+++ The data
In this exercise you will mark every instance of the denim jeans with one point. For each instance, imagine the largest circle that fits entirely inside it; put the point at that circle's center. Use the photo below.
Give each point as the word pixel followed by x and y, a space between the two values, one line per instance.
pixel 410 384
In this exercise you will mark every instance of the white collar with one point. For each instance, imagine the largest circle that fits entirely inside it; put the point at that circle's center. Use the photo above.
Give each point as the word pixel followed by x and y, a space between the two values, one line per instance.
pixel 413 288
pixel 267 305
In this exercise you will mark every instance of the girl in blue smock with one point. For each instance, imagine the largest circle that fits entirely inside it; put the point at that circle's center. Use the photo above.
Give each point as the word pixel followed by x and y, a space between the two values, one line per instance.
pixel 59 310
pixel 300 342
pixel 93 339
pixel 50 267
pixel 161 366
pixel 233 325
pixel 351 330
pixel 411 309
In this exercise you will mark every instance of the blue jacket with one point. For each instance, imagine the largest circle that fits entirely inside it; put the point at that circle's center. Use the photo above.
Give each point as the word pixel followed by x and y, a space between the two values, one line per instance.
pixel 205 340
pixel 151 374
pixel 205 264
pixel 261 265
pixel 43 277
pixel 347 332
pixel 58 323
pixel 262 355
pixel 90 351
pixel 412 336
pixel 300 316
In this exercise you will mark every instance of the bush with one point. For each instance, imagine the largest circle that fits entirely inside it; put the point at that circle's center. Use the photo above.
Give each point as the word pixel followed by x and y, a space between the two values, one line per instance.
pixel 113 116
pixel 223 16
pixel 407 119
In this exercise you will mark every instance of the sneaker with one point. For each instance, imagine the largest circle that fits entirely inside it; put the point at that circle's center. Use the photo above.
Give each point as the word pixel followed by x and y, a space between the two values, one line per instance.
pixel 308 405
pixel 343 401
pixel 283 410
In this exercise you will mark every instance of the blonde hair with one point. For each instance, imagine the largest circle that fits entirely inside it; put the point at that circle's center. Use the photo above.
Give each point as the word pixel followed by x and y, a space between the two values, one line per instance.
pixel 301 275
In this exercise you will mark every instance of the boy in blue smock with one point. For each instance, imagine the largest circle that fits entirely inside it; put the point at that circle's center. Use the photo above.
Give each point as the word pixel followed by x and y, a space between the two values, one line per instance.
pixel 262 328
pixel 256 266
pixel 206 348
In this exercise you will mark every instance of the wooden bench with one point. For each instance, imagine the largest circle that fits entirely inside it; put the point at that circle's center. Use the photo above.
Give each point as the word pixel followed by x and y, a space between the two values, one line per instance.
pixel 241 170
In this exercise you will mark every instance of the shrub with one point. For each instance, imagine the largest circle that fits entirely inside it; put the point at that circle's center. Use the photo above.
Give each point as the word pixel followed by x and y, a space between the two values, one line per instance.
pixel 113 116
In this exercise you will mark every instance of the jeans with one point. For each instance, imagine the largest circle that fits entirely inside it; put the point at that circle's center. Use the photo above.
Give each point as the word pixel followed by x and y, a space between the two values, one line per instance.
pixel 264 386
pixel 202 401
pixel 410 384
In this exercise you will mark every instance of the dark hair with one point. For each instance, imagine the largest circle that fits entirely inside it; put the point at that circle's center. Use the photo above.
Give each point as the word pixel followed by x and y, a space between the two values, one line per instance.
++++++
+++ The data
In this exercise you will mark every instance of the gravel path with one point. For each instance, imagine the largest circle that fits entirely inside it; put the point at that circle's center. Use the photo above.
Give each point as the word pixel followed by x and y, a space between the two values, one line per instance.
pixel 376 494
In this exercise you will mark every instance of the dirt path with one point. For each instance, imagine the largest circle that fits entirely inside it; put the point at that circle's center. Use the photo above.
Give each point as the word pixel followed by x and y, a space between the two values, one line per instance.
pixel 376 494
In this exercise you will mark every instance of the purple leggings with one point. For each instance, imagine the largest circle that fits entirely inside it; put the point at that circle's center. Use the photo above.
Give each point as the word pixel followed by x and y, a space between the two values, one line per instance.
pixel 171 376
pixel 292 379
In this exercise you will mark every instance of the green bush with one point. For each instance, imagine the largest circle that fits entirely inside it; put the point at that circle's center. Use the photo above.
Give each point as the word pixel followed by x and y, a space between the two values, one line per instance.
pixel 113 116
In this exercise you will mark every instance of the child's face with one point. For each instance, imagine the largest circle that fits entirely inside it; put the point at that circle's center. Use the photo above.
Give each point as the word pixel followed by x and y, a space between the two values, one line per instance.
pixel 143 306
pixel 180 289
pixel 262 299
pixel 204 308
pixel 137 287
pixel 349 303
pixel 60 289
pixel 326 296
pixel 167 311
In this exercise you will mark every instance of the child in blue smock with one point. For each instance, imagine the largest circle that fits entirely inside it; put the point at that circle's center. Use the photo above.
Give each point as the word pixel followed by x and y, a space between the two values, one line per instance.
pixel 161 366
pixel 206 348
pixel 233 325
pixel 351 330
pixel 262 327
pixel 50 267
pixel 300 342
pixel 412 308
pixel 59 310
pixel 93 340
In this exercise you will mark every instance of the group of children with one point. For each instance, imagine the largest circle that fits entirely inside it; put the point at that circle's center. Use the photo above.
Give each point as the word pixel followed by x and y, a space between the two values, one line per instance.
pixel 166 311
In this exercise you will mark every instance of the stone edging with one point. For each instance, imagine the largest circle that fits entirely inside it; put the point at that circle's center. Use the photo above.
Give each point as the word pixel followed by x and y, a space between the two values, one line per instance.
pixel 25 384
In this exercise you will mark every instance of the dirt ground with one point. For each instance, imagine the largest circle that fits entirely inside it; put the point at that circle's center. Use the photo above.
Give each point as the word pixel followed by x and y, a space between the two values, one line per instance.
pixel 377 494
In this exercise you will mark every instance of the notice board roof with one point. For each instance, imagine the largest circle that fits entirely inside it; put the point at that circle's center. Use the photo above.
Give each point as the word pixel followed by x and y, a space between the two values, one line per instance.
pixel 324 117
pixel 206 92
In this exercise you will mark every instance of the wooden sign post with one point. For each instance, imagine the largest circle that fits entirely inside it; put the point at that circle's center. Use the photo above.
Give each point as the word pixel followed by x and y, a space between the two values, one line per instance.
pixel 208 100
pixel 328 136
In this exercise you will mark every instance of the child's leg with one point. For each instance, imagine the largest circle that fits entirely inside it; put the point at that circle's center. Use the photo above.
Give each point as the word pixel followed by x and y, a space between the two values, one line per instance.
++++++
--- Problem details ---
Print again the lines of the entries above that fall between the line holding "In this exercise you will mark every instance of the denim" and the line holding "In this exercise you will mark every instance of the white", inclusive, exactly as they stand.

--- Response area ---
In this exercise you will mark every instance of the denim jeans with one point. For each instance, imagine the largest circle that fits entirely inside it; put the point at that circle's center. Use the photo below.
Give each point as the word pixel followed by x and y, a space between the two values, one line per instance.
pixel 410 384
In this exercise you will mark every instance of the white collar with one point. For each instance, imagine the largest circle that fits entirely inside it; put the point at that circle's center. Use the photo above.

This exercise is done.